[Data extracted from a collection]
┌──

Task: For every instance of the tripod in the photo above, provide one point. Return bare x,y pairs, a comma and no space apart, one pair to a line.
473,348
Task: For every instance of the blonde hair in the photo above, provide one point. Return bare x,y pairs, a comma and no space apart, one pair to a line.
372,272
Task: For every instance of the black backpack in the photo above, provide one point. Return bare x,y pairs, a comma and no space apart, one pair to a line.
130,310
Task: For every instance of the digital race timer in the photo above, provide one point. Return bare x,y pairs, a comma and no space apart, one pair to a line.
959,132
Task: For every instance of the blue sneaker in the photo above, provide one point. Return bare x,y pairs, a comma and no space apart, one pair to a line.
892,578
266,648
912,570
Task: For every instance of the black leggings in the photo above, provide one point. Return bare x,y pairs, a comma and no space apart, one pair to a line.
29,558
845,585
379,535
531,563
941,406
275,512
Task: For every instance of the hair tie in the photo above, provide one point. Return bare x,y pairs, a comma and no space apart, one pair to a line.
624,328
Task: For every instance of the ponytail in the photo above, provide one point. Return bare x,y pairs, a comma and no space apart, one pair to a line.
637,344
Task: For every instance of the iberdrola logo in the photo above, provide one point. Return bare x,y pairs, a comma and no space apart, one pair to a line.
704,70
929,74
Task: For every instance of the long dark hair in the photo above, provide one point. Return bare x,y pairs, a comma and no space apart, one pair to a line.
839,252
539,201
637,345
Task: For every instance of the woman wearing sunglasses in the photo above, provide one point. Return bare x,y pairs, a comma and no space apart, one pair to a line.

└──
┌──

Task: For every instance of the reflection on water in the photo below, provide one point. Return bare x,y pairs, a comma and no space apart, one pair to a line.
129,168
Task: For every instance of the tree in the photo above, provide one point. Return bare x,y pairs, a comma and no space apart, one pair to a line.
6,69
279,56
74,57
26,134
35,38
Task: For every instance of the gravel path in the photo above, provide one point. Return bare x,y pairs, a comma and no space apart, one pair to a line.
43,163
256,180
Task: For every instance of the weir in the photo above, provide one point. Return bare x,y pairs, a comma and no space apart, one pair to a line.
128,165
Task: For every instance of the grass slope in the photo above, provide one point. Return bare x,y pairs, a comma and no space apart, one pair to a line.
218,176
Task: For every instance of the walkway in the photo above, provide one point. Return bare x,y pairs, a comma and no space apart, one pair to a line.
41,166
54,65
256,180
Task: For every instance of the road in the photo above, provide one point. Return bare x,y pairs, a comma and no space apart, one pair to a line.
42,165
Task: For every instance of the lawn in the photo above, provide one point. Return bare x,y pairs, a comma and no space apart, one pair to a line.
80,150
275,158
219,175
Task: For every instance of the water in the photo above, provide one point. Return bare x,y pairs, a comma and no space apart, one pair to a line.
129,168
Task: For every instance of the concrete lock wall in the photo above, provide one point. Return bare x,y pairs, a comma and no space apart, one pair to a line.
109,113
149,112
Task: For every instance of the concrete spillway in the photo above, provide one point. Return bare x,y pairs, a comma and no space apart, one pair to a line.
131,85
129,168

└──
┌──

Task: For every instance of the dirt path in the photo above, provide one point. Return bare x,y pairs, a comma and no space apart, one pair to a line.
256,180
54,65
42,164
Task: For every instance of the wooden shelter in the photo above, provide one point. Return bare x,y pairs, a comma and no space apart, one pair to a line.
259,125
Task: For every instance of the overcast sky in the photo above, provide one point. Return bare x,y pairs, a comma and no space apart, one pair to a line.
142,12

└──

▸ **Exercise directions**: Exact duplication is required for the lines above, from the line that contains "Task: For every instance of the tripod" to the line that contains "Task: For every instance of the woman", inclusive; omit all others.

▸ **Exercise response**:
Task: For every instance of the tripod in the photo above, provide one point. Return bare x,y pairs, a comma and no space apart, one pair to a line.
473,348
Task: For every instance of the blonde hair in the photo above, provide one point. Return bare x,y pairs, a comma and no space apart, one pair to a line.
372,272
Task: For every instance of the black backpack in the photo above, provide one point. Return bare x,y pairs, a comma and no space apart, one pair to a line.
130,310
Task: For every instance of the digital race timer in the photo above, provide one point. Return bare x,y pairs, a comma and no space apart, one pair to a line.
959,132
Task: For every instance of the blue sneaker in the photo above, provide one point. Return bare x,y pairs, a comma and no space apart, one pair to a line.
892,578
266,648
912,570
Task: For every instance of the black leggings in the photo above, provide one point. Return bare x,y pairs, a comma and no space apart, one pair to a line.
29,558
845,585
379,535
531,563
941,406
275,512
Task: For every instance of the hair tie in the photo above, provide one point. Return bare x,y pairs, a comma and no space apart, one pair to a line.
624,328
Task: For every instance of the ponytail in the photo above, provide one point. Return bare x,y pairs, a comma and no space apart, one pair to a line.
637,344
Task: For every instance of the iberdrola logo in the photo above, provide one point. Return bare x,y pairs, a comma and no space apart, one pair to a line.
704,70
929,74
Task: For every instance of the long dark hair in the photo above, provide one point. Return bare x,y pairs, a comma and no space apart, one pair to a line.
839,252
539,201
637,345
Task: For every instance of the woman wearing sunglasses in the photo above, provide one point. Return bare x,y pairs, a comma and no space apart, one pair to a line.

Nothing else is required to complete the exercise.